**What to do:** Find each line below that contains the string "woman" and copy it.

**Input for this task:**
☆ ☆ ☆

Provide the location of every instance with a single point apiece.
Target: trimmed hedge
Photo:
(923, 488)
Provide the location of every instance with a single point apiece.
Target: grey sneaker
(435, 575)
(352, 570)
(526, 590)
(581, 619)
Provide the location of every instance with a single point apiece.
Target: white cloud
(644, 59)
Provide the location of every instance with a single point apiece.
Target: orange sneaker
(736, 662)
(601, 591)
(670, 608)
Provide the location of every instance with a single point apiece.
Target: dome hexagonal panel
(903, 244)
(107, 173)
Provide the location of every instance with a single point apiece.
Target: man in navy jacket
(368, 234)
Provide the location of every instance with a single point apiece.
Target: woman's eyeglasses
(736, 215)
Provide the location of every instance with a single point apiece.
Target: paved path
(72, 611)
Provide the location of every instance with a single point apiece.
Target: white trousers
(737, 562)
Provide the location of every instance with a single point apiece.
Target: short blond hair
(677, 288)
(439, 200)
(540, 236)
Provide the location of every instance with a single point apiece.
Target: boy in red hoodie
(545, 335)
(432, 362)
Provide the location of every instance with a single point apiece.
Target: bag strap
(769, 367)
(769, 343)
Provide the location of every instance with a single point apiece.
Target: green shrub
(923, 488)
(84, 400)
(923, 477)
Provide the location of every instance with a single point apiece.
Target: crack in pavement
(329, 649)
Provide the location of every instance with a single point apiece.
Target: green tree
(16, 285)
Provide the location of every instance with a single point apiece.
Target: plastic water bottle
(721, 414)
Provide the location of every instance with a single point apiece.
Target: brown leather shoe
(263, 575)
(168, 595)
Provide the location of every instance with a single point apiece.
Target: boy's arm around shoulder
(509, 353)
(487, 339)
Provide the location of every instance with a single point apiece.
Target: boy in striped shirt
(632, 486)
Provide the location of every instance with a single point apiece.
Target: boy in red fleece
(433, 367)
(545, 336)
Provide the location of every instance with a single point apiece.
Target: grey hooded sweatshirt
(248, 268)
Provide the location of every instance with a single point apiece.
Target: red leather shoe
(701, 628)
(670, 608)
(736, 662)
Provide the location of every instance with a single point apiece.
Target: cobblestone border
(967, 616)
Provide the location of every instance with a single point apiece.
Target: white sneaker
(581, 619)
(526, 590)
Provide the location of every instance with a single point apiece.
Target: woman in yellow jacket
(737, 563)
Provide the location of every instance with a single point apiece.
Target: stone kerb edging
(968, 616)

☆ ☆ ☆

**Answer for the task:**
Target: woman's eyeglasses
Target: woman in yellow jacket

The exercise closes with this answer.